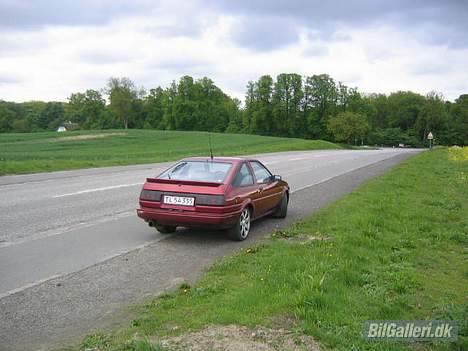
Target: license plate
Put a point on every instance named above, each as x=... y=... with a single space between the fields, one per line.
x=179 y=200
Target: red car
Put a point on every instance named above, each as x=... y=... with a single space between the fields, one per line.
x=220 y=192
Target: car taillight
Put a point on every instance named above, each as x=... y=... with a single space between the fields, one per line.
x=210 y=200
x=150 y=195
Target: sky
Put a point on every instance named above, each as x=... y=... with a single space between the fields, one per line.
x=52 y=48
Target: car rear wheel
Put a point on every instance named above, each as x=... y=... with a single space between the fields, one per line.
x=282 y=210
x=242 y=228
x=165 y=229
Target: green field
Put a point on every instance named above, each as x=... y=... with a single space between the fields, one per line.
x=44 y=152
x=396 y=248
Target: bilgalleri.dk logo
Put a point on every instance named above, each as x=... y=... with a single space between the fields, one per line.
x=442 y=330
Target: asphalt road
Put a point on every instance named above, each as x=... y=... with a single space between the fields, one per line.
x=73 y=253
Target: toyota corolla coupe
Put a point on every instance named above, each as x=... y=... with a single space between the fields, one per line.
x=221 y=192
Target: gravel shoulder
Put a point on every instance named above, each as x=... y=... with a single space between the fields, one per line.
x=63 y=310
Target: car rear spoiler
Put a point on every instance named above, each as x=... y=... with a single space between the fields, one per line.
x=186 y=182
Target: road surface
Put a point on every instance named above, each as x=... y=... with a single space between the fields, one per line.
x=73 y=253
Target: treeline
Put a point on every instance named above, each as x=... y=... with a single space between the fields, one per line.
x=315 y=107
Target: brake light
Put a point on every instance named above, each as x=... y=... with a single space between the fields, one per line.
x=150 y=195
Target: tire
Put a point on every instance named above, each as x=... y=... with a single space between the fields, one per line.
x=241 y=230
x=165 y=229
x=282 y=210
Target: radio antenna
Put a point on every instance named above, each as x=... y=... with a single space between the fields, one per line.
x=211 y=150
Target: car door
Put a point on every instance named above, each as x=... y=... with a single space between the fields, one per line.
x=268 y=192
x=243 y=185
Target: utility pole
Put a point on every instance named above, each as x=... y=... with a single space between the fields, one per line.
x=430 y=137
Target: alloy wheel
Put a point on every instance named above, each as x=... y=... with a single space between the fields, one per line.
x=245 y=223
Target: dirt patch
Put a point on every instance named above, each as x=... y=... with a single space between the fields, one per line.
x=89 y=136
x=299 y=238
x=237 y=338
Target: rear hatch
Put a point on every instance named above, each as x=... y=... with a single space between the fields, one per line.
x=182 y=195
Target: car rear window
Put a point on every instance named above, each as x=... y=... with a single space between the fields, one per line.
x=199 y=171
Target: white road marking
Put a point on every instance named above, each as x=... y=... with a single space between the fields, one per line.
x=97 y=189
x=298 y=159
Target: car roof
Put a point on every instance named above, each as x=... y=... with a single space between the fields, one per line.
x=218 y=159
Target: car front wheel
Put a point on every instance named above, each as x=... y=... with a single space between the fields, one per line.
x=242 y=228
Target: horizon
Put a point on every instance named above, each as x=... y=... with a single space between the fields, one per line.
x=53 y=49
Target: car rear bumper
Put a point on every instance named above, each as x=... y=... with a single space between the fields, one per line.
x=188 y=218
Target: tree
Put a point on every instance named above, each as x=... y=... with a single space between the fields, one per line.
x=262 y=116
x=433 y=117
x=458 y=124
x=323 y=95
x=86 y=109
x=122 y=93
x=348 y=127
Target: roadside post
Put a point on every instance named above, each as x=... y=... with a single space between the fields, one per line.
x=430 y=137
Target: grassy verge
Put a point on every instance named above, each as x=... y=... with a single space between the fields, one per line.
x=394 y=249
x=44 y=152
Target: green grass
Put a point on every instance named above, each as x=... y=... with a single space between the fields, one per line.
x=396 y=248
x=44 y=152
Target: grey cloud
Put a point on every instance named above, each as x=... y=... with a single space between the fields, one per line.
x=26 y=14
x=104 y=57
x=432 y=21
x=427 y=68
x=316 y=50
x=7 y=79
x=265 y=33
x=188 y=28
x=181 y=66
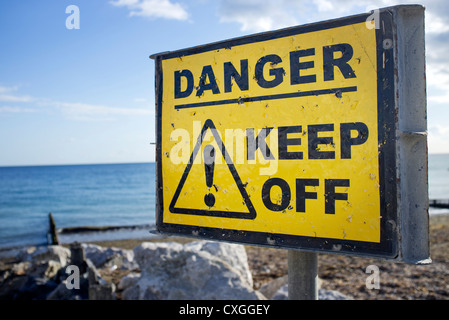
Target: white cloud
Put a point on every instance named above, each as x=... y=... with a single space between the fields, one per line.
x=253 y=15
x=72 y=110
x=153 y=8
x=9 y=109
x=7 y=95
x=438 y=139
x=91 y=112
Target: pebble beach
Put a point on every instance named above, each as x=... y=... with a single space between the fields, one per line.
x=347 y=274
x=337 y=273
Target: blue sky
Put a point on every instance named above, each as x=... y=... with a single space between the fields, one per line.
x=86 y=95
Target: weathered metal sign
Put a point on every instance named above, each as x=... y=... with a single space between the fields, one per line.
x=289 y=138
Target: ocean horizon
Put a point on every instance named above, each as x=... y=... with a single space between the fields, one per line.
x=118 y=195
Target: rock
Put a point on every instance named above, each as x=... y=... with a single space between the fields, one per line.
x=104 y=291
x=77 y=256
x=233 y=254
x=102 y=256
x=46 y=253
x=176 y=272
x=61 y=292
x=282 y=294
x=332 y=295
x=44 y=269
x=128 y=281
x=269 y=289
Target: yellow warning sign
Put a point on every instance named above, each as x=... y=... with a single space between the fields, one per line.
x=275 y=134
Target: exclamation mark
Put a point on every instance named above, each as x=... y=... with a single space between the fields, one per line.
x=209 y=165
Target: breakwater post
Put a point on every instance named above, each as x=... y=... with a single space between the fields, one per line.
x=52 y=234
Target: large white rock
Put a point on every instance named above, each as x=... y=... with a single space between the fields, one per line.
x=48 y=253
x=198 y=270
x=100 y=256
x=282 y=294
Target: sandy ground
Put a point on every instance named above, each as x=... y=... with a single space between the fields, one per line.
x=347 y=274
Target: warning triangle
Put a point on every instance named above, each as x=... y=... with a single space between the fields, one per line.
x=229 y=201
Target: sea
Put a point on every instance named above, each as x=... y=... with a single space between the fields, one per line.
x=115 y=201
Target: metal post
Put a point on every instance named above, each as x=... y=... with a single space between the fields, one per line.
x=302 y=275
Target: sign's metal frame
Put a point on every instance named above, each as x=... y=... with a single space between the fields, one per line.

EXERCISE REQUIREMENTS: Render all of the material above as a Markdown table with two columns, Row and Line, numbering each non-blank line in order and skipping blank lines. Leave the pictures out.

TASK ANSWER:
| Row | Line |
|---|---|
| 1 | Target: license plate |
| 2 | Put a point on every instance named above, each as x=... y=... with a single space between the fields, one per line. |
| 3 | x=179 y=200 |
| 4 | Target: red car |
| 5 | Put a point on every instance named above, each as x=... y=... with a single space between the fields, one per line. |
| 6 | x=220 y=192 |
| 7 | Target: car taillight |
| 8 | Put a point on every instance named above, each as x=... y=... with a single space between the fields, one per line. |
| 9 | x=210 y=200 |
| 10 | x=150 y=195 |
| 11 | Target: sky |
| 12 | Put a point on every instance named above, each as x=... y=... with a single space between the fields, one per line. |
| 13 | x=52 y=48 |
| 14 | Target: car rear wheel |
| 15 | Put a point on every instance named above, each as x=... y=... with a single space between the fields, one per line. |
| 16 | x=282 y=210 |
| 17 | x=242 y=228 |
| 18 | x=165 y=229 |
| 19 | Target: green field |
| 20 | Put a point on every instance named above, each as x=... y=... with a single space between the fields, one per line. |
| 21 | x=44 y=152 |
| 22 | x=396 y=248 |
| 23 | Target: bilgalleri.dk logo |
| 24 | Put a point on every instance named above, each as x=... y=... with a single space between the fields, one per line. |
| 25 | x=442 y=330 |
| 26 | Target: asphalt road |
| 27 | Put a point on every instance named above, each as x=... y=... with a single space between the fields, one per line. |
| 28 | x=73 y=253 |
| 29 | Target: toyota corolla coupe |
| 30 | Put a point on every instance named above, each as x=... y=... with a single space between the fields, one per line. |
| 31 | x=221 y=192 |
| 32 | Target: gravel shoulder |
| 33 | Put a point on every instance named above, each as x=... y=... with a single space between the fields, one per line. |
| 34 | x=63 y=310 |
| 35 | Target: car rear spoiler |
| 36 | Put a point on every instance named above, each as x=... y=... with a single space between the fields, one per line. |
| 37 | x=186 y=182 |
| 38 | Target: road surface |
| 39 | Put a point on every instance named above, each as x=... y=... with a single space between the fields, one per line. |
| 40 | x=73 y=253 |
| 41 | Target: treeline |
| 42 | Put a point on every instance named above, each as x=... y=... with a single space between the fields, one per line. |
| 43 | x=315 y=107 |
| 44 | Target: brake light |
| 45 | Put a point on every instance named above, each as x=... y=... with a single space between the fields, one per line. |
| 46 | x=150 y=195 |
| 47 | Target: tire |
| 48 | Put a point on every instance named above, each as x=... y=... with a single space between the fields, one per line. |
| 49 | x=241 y=230 |
| 50 | x=165 y=229 |
| 51 | x=282 y=210 |
| 52 | Target: radio antenna |
| 53 | Put a point on every instance named above, each as x=... y=... with a single space between the fields, one per line. |
| 54 | x=211 y=150 |
| 55 | Target: car door |
| 56 | Put a point on every instance named above, each as x=... y=... with a single space between the fields, one per line. |
| 57 | x=268 y=192 |
| 58 | x=243 y=185 |
| 59 | Target: utility pole |
| 60 | Put a point on every instance named above, each as x=... y=... with a single space between the fields, one per line. |
| 61 | x=430 y=137 |
| 62 | Target: alloy wheel |
| 63 | Put a point on every instance named above, each as x=... y=... with a single space between the fields, one per line. |
| 64 | x=245 y=223 |
| 65 | Target: dirt patch |
| 66 | Put a point on every instance named above, each as x=... y=... with a single space between the fields, one per line. |
| 67 | x=89 y=136 |
| 68 | x=299 y=238 |
| 69 | x=237 y=338 |
| 70 | Target: rear hatch |
| 71 | Put a point on every instance named above, each as x=... y=... with a single space between the fields, one per line. |
| 72 | x=182 y=195 |
| 73 | Target: car rear window |
| 74 | Put a point on every instance named above, each as x=... y=... with a single space between the fields, one per line. |
| 75 | x=199 y=171 |
| 76 | Target: white road marking |
| 77 | Put a point on every instance named above, each as x=... y=... with a single space between the fields, one per line. |
| 78 | x=97 y=189 |
| 79 | x=298 y=159 |
| 80 | Target: car roof |
| 81 | Put a point on every instance named above, each as x=... y=... with a single space between the fields, one per line. |
| 82 | x=218 y=159 |
| 83 | Target: car front wheel |
| 84 | Put a point on every instance named above, each as x=... y=... with a single space between the fields, one per line. |
| 85 | x=242 y=228 |
| 86 | Target: horizon |
| 87 | Put a point on every instance named above, each as x=... y=... with a single space between the fields, one per line. |
| 88 | x=53 y=49 |
| 89 | Target: car rear bumper |
| 90 | Put a point on every instance named above, each as x=... y=... with a single space between the fields, one per line. |
| 91 | x=188 y=218 |
| 92 | Target: tree |
| 93 | Put a point on every instance named above, each as x=... y=... with a single space between the fields, one per line. |
| 94 | x=262 y=116 |
| 95 | x=433 y=117 |
| 96 | x=458 y=124 |
| 97 | x=323 y=95 |
| 98 | x=86 y=109 |
| 99 | x=122 y=93 |
| 100 | x=348 y=127 |
| 101 | Target: roadside post |
| 102 | Put a point on every instance named above, each as x=... y=... with a single space between the fields, one per line. |
| 103 | x=430 y=137 |
| 104 | Target: grassy verge |
| 105 | Put a point on every instance named above, each as x=... y=... with a single space between the fields, one per line. |
| 106 | x=394 y=249 |
| 107 | x=44 y=152 |
| 108 | Target: green grass |
| 109 | Put a point on every instance named above, each as x=... y=... with a single space between the fields, one per line. |
| 110 | x=396 y=248 |
| 111 | x=44 y=152 |
| 112 | Target: grey cloud |
| 113 | Put a point on every instance named above, each as x=... y=... with a single space between the fields, one per line. |
| 114 | x=26 y=14 |
| 115 | x=104 y=57 |
| 116 | x=432 y=21 |
| 117 | x=427 y=68 |
| 118 | x=316 y=50 |
| 119 | x=7 y=79 |
| 120 | x=265 y=33 |
| 121 | x=188 y=28 |
| 122 | x=181 y=66 |
| 123 | Target: white cloud |
| 124 | Put a point on every instance named above, each as x=... y=... with a single space between the fields, one per line. |
| 125 | x=253 y=15 |
| 126 | x=72 y=110 |
| 127 | x=153 y=8 |
| 128 | x=9 y=109 |
| 129 | x=7 y=95 |
| 130 | x=438 y=139 |
| 131 | x=91 y=112 |
| 132 | Target: pebble beach |
| 133 | Put a point on every instance named above, each as x=... y=... with a single space between the fields, one per line. |
| 134 | x=347 y=274 |
| 135 | x=337 y=273 |
| 136 | Target: blue sky |
| 137 | Put a point on every instance named above, each as x=... y=... with a single space between the fields, one per line. |
| 138 | x=86 y=95 |
| 139 | Target: weathered metal sign |
| 140 | Put a point on every instance named above, each as x=... y=... with a single space between the fields, one per line. |
| 141 | x=289 y=138 |
| 142 | Target: ocean horizon |
| 143 | Put a point on every instance named above, each as x=... y=... with a single space between the fields, one per line. |
| 144 | x=118 y=195 |
| 145 | Target: rock |
| 146 | Put a point on every instance named above, each as x=... y=... with a single space between the fields, one per line. |
| 147 | x=104 y=291 |
| 148 | x=77 y=256 |
| 149 | x=233 y=254 |
| 150 | x=102 y=256 |
| 151 | x=46 y=253 |
| 152 | x=176 y=272 |
| 153 | x=61 y=292 |
| 154 | x=282 y=294 |
| 155 | x=332 y=295 |
| 156 | x=44 y=269 |
| 157 | x=128 y=281 |
| 158 | x=269 y=289 |
| 159 | Target: yellow warning sign |
| 160 | Put a point on every instance named above, each as x=... y=... with a single space between the fields, one per line. |
| 161 | x=275 y=134 |
| 162 | Target: exclamation mark |
| 163 | Put a point on every instance named above, each as x=... y=... with a single space between the fields, one per line. |
| 164 | x=209 y=165 |
| 165 | Target: breakwater post |
| 166 | Put a point on every instance named above, each as x=... y=... with a single space between the fields, one per line. |
| 167 | x=52 y=234 |
| 168 | Target: large white rock |
| 169 | Put a point on every instance named above, each as x=... y=... with a single space between the fields, one per line. |
| 170 | x=48 y=253 |
| 171 | x=198 y=270 |
| 172 | x=100 y=256 |
| 173 | x=282 y=294 |
| 174 | Target: sandy ground |
| 175 | Put a point on every instance named above, each as x=... y=... with a single space between the fields, one per line. |
| 176 | x=347 y=274 |
| 177 | Target: warning triangle |
| 178 | Put a point on every instance named above, each as x=... y=... with a single space between the fields, one per line. |
| 179 | x=229 y=201 |
| 180 | Target: sea |
| 181 | Put a point on every instance named above, each as x=... y=... with a single space between the fields, one per line. |
| 182 | x=115 y=201 |
| 183 | Target: metal post |
| 184 | Put a point on every instance named above, each as x=... y=... with a single space between the fields, one per line. |
| 185 | x=302 y=275 |
| 186 | Target: sign's metal frame |
| 187 | Put a point on every instance named above, each as x=... y=... with a single space between the fields, one per line. |